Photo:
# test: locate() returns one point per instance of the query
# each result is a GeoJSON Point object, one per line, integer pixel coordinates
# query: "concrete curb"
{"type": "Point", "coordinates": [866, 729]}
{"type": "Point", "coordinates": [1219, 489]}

---

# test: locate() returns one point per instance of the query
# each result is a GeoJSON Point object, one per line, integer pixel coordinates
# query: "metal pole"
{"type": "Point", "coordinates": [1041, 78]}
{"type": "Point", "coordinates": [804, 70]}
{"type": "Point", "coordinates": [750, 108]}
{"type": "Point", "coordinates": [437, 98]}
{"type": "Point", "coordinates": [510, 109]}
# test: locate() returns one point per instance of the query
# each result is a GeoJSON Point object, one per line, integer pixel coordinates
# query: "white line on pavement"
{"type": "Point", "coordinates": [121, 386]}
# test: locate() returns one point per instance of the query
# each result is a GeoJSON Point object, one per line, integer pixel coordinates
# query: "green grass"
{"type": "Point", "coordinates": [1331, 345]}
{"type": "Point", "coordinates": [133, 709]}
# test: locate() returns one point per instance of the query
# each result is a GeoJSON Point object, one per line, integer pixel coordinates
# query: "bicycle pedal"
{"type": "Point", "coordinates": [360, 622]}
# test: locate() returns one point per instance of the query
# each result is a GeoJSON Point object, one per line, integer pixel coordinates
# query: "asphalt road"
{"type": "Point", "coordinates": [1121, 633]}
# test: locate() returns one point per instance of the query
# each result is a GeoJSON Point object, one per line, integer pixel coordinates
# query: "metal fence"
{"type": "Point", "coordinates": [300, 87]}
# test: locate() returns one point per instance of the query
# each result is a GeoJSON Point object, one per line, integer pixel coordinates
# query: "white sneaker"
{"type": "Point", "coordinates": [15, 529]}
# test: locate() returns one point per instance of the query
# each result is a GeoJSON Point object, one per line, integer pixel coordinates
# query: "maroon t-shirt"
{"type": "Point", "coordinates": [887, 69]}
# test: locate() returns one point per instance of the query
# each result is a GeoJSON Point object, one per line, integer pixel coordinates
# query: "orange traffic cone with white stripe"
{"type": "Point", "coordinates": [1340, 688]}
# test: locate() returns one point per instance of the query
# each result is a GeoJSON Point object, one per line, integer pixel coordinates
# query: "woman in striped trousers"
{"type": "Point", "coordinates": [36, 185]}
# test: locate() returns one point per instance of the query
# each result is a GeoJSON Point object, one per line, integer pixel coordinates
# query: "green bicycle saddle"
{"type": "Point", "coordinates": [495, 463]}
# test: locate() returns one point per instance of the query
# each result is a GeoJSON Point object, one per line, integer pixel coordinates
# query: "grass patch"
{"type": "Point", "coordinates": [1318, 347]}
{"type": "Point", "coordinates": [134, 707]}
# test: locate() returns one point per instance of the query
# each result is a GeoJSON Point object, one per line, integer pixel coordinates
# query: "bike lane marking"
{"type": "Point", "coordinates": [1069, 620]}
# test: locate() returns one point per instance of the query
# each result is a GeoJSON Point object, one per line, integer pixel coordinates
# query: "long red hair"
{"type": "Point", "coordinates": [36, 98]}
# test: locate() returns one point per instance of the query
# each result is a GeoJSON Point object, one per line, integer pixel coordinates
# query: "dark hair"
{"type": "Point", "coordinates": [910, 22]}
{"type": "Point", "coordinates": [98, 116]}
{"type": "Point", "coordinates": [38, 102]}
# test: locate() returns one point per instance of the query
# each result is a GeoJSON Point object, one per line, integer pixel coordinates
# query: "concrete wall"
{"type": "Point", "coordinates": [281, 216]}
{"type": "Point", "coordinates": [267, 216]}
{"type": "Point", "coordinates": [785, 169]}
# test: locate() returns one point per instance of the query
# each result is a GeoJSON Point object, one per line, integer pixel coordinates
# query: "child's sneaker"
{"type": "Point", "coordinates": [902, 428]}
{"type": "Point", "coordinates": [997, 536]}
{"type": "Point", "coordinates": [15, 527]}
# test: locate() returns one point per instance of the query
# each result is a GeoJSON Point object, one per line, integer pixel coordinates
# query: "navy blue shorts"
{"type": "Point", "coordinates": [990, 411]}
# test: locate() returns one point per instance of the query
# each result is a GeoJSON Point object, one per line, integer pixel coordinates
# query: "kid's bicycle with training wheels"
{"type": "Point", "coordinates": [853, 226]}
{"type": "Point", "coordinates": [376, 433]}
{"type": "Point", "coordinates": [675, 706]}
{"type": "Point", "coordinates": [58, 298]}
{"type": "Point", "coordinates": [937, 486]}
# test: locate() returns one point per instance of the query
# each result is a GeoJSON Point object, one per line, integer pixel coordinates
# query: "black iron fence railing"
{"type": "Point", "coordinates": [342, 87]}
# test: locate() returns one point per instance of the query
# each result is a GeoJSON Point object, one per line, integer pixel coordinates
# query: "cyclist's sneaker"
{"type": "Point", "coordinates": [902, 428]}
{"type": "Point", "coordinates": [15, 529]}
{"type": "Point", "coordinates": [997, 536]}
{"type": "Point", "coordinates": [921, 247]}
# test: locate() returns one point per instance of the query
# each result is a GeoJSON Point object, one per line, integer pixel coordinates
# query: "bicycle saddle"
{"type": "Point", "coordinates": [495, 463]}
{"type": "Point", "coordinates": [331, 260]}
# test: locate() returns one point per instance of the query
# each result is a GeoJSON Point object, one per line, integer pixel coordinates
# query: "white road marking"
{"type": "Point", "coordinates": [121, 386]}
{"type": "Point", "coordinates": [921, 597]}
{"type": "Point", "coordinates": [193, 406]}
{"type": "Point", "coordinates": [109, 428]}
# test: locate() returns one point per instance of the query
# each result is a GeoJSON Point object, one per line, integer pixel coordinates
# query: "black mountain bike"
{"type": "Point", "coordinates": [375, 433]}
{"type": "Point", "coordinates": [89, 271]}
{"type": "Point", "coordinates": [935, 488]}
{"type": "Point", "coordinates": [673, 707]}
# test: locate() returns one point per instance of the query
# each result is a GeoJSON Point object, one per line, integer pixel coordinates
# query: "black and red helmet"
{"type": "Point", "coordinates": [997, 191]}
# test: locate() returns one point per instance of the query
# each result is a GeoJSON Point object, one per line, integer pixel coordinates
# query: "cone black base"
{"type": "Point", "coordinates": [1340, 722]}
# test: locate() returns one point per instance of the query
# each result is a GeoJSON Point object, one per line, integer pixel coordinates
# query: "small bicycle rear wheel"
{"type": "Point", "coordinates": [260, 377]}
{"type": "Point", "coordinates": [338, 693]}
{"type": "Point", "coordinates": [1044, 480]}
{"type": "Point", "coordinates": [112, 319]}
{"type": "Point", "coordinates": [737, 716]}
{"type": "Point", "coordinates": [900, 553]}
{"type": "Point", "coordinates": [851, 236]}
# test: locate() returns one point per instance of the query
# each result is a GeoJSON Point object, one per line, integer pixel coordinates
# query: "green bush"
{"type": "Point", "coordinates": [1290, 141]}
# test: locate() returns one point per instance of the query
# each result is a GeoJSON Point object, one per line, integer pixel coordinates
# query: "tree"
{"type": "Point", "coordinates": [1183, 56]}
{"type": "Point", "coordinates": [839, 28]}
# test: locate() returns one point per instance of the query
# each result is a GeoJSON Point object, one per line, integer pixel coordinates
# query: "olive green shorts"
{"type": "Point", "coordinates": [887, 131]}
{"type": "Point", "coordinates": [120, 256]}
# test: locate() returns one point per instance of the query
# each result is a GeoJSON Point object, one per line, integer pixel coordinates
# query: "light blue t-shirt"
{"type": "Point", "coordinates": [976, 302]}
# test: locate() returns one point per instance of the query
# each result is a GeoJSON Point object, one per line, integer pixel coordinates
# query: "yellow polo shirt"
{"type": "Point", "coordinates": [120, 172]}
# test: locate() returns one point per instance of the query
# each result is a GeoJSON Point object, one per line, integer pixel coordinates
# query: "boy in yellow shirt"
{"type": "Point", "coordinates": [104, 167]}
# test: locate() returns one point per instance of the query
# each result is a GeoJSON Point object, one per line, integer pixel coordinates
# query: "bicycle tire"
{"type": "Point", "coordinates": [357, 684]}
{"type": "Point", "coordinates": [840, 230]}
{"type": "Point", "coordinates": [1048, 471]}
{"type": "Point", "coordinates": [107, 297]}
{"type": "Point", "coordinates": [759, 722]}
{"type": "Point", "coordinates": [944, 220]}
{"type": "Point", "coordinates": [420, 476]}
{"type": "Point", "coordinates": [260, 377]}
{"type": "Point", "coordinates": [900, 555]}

◆ What is asked ◆
Count the lines in the listing above that contain the string "bike", treating uppercase and lowercase as different. Reply with the number alone.

◆ Full response ◆
2